[Start]
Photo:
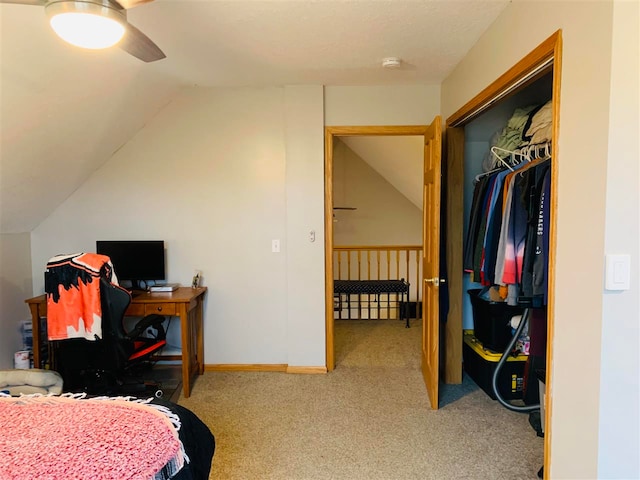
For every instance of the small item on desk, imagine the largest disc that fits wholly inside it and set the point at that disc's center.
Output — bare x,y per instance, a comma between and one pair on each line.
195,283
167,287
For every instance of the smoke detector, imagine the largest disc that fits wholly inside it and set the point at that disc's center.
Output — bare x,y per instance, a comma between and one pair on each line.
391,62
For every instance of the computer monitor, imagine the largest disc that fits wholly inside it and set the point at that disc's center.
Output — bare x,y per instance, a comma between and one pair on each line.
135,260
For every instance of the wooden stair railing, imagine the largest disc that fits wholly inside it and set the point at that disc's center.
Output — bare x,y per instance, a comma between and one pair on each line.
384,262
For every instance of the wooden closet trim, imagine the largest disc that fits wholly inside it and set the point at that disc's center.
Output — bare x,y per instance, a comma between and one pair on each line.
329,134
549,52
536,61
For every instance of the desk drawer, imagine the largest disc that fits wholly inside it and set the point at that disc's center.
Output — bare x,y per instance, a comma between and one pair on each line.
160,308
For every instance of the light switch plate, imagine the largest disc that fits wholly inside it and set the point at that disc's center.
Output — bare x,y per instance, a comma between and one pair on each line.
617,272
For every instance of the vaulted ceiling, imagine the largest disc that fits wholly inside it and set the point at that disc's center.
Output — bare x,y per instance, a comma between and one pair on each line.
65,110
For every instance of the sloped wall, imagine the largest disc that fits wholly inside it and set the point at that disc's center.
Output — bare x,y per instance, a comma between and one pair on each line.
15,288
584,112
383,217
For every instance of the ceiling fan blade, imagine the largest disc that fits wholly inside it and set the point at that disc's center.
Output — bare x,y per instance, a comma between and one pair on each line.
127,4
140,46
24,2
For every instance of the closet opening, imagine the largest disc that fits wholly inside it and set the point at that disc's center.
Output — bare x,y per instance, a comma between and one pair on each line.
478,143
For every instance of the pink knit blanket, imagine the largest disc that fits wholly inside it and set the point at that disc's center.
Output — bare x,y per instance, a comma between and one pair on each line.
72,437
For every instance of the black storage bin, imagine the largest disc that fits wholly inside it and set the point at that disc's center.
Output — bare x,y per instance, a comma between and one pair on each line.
[End]
» **Task requirements**:
Retype all of the rows above word for word, leaving out the pictures.

» **Answer below**:
Photo:
For every instance of the small item on desk, imagine the largest disc that fits wholly inside it and set the point at that disc's center.
Output — bare x,y per instance, a comma between and one pair on each line.
195,283
167,287
For every instance of the smoke detector, imagine the largest disc that fits wholly inside it and set the point at that disc's center.
Output — bare x,y per instance, a comma between and one pair on each line.
391,62
For every instance of the computer monitor, imagine the largest disc that fits wholly inside it and set the point at that disc's center.
Output — bare x,y per instance, a comma between and one pair on each line.
135,260
For every instance of the wooden stair railing, imagine the largest disc that fits wholly inside it and set the point at that disc's center.
Output — bare x,y per instance, a comma between and one pair on each line.
384,262
For every instance of the wooden closet trim, imagine the largest disc that fits wholly inside it and set the point at that disc's center.
Output — bare x,y per instance, a comma between and one pair on each line.
329,134
549,52
536,61
For every instance of the desk drawer, imagine the largest disc that fits wholly inside it and set the point at that disc's center.
Output — bare x,y per instance, a comma between and one pair on each line.
160,308
For every instance of the light switch plate, imagine the largest disc that fits wholly inside it and set the point at that disc's center.
Output — bare x,y per instance, a comma between and one pair on each line.
617,272
For every instance of the vaulted ceiling, imagine the largest disc that fits wholly inside it and set the point at that disc's center.
Output — bare x,y per instance, a comma between and one pair on each line.
65,110
For every instance of the sloped wall, imagine the largest disc that fits wholly inside it and set the point at that disc's center.
Output — bare x,y per instance, a comma between and one pair on each line.
15,288
584,112
383,217
For every instance of the ceiling fan blade, imagine the largest disc that fits wholly inside it and set the point at that disc's center.
Output — bare x,y per instance, a comma between and one pair on each line.
127,4
140,46
24,2
For every instance of the closet opening, imagine the largest disc that fits wholly inside it and set the point at that disc's center.
Output — bare x,y per instance, a comma between and one pair on each line.
478,143
For every instance of the pink knit blanket, imagine the largest disc that fits wholly inside it and set the point at that disc's center.
Output — bare x,y per instance, a comma between and one pair on each line.
72,437
For every instance of the black storage bin, imagine the largest disc that fits wholly inside it and set the point at that disc's center.
Output — bare x,y per instance, a comma between and one pair on each line.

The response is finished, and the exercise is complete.